- Exercise prompt -
Your job is to copy the data that follows exactly, every line included.

+ + + +

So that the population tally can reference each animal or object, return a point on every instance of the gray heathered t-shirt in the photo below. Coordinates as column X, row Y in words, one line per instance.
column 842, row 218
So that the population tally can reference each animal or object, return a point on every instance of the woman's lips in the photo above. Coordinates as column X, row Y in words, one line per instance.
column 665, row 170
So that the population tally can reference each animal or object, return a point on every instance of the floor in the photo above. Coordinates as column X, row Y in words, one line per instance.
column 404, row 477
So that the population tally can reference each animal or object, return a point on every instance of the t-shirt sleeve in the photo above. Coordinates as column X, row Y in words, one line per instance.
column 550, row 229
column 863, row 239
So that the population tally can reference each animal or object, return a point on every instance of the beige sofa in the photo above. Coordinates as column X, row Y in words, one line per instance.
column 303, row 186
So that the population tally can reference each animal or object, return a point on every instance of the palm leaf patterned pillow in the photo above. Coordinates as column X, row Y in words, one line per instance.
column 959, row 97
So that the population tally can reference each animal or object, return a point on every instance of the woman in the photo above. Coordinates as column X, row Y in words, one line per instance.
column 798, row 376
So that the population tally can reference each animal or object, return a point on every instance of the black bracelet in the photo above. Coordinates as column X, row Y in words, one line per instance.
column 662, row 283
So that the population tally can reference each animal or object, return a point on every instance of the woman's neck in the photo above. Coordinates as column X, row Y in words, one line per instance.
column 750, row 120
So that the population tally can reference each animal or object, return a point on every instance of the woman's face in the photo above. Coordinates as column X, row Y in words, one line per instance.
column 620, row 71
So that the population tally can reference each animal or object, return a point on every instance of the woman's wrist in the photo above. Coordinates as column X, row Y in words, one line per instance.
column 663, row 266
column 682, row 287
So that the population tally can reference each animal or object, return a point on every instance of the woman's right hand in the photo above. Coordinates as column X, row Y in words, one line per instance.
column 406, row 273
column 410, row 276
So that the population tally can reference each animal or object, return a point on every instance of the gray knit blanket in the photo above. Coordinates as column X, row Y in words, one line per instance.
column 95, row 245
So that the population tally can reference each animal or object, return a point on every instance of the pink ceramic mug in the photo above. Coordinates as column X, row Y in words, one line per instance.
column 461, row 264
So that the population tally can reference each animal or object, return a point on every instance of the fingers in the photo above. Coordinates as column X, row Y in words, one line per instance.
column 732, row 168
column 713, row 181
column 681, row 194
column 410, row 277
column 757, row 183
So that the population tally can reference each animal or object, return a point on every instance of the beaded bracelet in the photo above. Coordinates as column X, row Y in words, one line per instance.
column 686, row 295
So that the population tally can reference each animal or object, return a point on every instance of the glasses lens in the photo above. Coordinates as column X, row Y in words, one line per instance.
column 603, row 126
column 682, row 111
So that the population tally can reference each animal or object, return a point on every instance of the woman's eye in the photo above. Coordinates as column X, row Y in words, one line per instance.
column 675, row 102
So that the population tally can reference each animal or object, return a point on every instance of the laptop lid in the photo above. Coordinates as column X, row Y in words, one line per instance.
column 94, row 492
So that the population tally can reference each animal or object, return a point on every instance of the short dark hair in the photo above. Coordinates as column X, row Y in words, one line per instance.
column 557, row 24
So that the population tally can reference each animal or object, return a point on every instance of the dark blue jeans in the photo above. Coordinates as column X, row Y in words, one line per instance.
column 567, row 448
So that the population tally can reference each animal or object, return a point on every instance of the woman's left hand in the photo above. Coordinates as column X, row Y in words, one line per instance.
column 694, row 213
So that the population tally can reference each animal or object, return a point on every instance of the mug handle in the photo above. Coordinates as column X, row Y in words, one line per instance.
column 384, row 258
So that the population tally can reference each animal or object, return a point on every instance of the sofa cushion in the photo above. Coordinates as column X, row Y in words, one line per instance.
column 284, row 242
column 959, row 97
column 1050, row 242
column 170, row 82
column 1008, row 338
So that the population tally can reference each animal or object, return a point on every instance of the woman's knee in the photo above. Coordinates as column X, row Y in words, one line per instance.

+ + + +

- Problem solution -
So that the population tally can reference each animal or object, return a point on every instance of the gray heathered t-shirt in the photo below. Coordinates as column X, row Y in words, one line per instance.
column 842, row 218
So that the population tally can reference each animal or object, return a point on every instance of the woman's lips in the photo above. Coordinates as column X, row Y in words, one line per instance.
column 665, row 170
So that the population tally can reference each animal or object, return a point on every instance of the floor in the photo above. Coordinates as column X, row Y in words, one line per instance.
column 404, row 477
So that the population tally can reference each animal or object, return a point on every instance of the t-shirt sleeve in the photo above. Coordinates as column X, row Y in words, one line per instance.
column 550, row 229
column 863, row 239
So that the population tally can reference each animal or object, return a point on every instance of the beige sofa in the photo above. Coordinates as column X, row Y in words, one line per instance.
column 303, row 186
So that the population tally can reference each animal or object, return a point on every instance of the palm leaf patterned pillow in the photo above. Coordinates as column X, row Y in words, one line per instance.
column 959, row 97
So that the population tally can reference each animal or object, return a point on every instance of the woman in the photo above. Coordinates as column X, row Y in words, one line per instance.
column 798, row 376
So that the population tally can reference each animal or object, return a point on every instance of the black bracelet in the photo above. Coordinates as column X, row Y in words, one line per instance.
column 662, row 283
So that the population tally can reference each animal or object, return a point on every instance of the woman's neck in the photo above. Coordinates as column X, row Y in words, one line per instance.
column 750, row 120
So that the population tally can reference each animal or object, return a point on every instance of the woman's face in the photo above. Coordinates as column X, row Y in words, one line per instance.
column 620, row 71
So that the population tally can reference each animal or object, return a point on every instance of the woman's wrist in the photo above. Coordinates as column X, row Y in words, one line per instance.
column 663, row 266
column 682, row 287
So that the population tally can reference each animal or object, return a point on every instance of the woman's right hand in the photo above. Coordinates as column X, row Y in words, one line per instance.
column 406, row 273
column 410, row 276
So that the population tally can reference each animal or object, return a point on every instance of the gray knit blanket in the photo above. Coordinates as column X, row Y in words, one line per instance.
column 95, row 245
So that the population tally can reference each animal or object, return a point on every instance of the pink ceramic mug in the photo above. Coordinates as column X, row Y in words, one line per instance.
column 461, row 264
So that the population tally can reference each animal or object, return a point on every instance of the fingers in the photo above. Coordinates as column X, row Y in words, one line per instance.
column 732, row 168
column 713, row 181
column 681, row 194
column 410, row 277
column 757, row 183
So that the population tally can reference each animal or object, return a point on every instance of the beaded bracelet in the photo above. Coordinates as column X, row Y in words, one line per instance.
column 686, row 295
So that the population tally can reference each animal or object, return a point on every instance of the glasses lens in the photo above. Coordinates as column X, row Y in words, one line per instance.
column 603, row 126
column 682, row 111
So that the population tally can reference each animal or object, return a point on every instance of the woman's eye in the photo above. Coordinates as column X, row Y in words, one line per instance.
column 675, row 102
So that the population tally can reference each animal or object, return a point on every instance of the laptop lid in the photo above. Coordinates as column X, row Y in words, one line per instance.
column 94, row 492
So that the population tally can reference each animal or object, return a point on every instance of the short dark hair in the photo above. Coordinates as column X, row Y in words, one line per instance.
column 557, row 24
So that the population tally can reference each animal or object, return a point on every instance of the dark blue jeans in the photo above. Coordinates as column X, row Y in words, one line per instance.
column 567, row 448
So that the population tally can reference each animal or object, return a point on every instance of the woman's left hand in the photo above. Coordinates as column X, row Y in words, one line per instance.
column 694, row 213
So that the population tally can reference each animal or object, return a point on every instance of the mug handle in the photo above. Coordinates as column X, row Y in words, one line per instance.
column 384, row 258
So that the population tally can reference each animal or object, return a point on every instance of the sofa cushion in the photo above. Coordinates as column X, row Y in words, one line per instance.
column 284, row 242
column 959, row 97
column 1050, row 242
column 170, row 82
column 1008, row 338
So that the population tally can reference each animal or object, return a point on every instance of the woman's knee in the photo above. Coordinates as column X, row Y in words, one line per instance.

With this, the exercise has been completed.